### [Natural language region descriptions]
____________________

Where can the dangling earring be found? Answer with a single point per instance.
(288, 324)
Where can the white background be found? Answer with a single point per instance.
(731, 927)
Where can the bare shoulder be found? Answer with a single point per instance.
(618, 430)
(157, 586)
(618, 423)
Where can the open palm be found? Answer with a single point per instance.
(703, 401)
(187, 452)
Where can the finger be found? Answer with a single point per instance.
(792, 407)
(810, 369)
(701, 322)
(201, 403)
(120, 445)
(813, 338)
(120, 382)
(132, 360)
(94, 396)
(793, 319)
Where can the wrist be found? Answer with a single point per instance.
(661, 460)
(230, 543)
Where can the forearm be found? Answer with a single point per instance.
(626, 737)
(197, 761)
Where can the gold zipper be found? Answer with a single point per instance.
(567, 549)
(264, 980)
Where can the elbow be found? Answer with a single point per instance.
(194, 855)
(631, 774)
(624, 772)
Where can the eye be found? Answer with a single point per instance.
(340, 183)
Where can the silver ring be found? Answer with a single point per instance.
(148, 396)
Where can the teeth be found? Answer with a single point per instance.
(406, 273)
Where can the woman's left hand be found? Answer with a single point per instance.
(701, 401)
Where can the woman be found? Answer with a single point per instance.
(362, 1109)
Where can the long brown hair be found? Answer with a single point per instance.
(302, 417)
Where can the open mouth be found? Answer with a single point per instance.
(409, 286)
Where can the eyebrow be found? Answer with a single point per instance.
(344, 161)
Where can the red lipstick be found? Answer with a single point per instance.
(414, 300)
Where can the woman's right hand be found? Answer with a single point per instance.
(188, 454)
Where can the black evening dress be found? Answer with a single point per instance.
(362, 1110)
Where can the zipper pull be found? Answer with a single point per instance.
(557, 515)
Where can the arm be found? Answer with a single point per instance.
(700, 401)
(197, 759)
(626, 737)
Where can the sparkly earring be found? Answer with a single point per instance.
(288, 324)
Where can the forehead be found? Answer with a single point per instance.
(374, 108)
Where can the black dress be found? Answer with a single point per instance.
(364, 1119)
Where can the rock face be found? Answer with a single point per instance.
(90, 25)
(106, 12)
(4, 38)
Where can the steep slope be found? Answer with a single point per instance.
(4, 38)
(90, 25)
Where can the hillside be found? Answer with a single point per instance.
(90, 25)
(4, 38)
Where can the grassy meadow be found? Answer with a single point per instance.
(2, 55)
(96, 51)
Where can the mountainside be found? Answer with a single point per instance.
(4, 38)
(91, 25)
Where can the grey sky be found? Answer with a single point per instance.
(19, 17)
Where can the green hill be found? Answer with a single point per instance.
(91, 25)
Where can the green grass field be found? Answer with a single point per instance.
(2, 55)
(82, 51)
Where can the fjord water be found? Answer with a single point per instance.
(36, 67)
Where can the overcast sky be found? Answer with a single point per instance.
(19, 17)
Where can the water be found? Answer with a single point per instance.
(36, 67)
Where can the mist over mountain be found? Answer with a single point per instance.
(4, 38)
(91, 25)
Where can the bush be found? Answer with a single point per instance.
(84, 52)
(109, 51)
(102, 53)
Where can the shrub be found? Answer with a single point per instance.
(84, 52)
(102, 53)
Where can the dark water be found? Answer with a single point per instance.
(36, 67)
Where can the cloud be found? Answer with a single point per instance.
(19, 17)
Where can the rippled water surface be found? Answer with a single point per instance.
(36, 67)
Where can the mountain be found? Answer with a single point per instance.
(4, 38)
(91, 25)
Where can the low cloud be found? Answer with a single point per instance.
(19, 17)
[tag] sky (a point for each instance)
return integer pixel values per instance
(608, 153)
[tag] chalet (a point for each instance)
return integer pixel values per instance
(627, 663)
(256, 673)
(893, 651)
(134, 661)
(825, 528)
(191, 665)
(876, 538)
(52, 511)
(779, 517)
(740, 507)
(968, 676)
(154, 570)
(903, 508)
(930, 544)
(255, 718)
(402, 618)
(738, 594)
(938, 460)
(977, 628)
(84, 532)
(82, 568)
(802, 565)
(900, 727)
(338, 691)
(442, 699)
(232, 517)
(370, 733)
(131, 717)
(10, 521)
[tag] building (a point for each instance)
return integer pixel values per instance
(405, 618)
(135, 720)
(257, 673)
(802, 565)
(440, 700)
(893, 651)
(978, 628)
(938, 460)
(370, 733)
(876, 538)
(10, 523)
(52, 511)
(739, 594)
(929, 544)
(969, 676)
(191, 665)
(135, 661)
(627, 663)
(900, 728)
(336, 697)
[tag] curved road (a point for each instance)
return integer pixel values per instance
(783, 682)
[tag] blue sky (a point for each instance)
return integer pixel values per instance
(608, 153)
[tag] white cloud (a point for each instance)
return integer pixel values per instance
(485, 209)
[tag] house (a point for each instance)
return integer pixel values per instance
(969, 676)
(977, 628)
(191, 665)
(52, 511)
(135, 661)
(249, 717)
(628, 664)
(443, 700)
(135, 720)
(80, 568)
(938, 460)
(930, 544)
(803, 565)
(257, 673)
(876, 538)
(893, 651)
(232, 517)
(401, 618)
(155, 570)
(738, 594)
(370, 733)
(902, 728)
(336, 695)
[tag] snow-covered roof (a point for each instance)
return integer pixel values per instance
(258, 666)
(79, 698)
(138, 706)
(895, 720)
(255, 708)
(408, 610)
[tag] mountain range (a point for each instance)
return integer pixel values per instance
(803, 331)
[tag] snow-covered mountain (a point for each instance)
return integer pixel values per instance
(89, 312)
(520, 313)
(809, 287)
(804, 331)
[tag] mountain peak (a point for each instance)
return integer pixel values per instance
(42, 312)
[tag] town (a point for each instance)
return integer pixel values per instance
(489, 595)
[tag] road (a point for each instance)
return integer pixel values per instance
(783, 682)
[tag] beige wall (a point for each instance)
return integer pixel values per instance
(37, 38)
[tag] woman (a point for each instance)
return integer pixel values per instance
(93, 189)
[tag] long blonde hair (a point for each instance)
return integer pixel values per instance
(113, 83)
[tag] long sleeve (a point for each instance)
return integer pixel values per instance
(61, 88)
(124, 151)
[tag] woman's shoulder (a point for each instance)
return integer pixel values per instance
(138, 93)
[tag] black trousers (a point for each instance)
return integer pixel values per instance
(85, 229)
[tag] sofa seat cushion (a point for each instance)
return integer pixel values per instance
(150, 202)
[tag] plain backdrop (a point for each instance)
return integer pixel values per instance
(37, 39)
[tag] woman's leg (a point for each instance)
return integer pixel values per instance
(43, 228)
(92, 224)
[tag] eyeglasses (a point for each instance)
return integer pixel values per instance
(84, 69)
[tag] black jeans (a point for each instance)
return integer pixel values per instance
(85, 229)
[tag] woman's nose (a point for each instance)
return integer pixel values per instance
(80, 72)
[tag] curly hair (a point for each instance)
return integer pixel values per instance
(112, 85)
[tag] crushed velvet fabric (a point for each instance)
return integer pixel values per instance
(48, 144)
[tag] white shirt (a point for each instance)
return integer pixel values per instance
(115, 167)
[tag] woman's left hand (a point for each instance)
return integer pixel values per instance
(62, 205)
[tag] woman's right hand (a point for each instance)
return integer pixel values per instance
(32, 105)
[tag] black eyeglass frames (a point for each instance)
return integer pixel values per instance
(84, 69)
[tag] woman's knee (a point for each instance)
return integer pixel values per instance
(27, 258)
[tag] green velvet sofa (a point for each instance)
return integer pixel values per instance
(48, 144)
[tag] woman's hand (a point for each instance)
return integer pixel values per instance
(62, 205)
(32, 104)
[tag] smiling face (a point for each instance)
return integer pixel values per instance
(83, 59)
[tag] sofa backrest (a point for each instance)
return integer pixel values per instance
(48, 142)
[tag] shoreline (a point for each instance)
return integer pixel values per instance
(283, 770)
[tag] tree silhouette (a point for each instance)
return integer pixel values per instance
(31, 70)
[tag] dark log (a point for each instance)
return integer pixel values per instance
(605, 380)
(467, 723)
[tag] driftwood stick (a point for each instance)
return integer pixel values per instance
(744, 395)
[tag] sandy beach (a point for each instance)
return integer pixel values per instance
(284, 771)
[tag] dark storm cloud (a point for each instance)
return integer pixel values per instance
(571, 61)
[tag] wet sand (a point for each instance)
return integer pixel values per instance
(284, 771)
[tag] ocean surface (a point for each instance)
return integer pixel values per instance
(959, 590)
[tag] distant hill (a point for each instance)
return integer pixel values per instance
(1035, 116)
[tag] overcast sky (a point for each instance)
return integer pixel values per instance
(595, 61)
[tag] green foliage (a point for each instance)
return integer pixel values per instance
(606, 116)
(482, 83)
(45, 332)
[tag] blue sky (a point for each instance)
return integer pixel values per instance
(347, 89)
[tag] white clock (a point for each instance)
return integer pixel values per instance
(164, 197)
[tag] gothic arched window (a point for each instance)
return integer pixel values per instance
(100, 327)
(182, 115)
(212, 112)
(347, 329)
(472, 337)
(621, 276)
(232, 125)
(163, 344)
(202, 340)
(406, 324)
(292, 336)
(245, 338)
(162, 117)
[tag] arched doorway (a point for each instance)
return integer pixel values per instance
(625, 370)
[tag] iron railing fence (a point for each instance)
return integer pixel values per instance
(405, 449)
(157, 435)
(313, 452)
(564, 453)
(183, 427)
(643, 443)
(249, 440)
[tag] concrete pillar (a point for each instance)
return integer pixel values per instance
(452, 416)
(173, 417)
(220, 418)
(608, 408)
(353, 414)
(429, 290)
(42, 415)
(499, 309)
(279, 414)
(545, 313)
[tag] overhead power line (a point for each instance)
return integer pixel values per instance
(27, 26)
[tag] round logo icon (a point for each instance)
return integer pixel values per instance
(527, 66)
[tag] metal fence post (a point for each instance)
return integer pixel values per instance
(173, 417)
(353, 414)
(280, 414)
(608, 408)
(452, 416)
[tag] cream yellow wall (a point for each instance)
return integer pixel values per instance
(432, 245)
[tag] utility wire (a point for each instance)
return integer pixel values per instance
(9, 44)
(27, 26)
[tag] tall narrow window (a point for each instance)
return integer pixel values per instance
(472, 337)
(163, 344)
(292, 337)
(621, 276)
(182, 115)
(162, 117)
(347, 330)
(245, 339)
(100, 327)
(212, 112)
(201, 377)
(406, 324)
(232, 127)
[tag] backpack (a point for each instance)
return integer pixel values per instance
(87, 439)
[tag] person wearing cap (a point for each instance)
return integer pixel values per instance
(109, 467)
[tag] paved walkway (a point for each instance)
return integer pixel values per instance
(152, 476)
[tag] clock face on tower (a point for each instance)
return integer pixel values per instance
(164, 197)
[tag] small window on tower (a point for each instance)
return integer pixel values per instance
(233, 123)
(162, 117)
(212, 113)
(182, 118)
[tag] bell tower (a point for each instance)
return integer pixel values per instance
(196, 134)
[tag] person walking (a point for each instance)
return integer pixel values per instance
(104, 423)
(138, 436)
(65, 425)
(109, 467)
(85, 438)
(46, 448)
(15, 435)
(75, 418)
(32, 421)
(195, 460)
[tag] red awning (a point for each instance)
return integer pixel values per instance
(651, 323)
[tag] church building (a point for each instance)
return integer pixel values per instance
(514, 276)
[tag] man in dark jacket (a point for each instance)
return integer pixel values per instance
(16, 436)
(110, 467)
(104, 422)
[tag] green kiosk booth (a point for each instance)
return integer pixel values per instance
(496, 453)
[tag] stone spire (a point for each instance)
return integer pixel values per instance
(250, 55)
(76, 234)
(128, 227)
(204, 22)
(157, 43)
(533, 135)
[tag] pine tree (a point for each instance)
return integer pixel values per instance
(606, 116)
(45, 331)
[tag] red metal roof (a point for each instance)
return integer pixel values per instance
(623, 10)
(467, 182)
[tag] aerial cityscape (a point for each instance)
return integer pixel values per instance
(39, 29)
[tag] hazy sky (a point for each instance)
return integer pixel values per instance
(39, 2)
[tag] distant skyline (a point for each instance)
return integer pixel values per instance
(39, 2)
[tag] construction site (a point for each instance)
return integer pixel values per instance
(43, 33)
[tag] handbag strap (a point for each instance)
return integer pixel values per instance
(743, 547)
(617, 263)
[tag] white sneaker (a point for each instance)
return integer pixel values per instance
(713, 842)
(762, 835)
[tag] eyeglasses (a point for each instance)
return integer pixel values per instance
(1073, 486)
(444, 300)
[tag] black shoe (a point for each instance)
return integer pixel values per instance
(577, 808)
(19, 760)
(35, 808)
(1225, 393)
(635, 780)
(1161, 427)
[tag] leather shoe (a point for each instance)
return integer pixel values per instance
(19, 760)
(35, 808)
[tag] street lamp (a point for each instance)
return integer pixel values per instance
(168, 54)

____________________

### [Task instructions]
Counting only lines above that contain the string "metal", report how many there are and write nothing further.

### [Task output]
2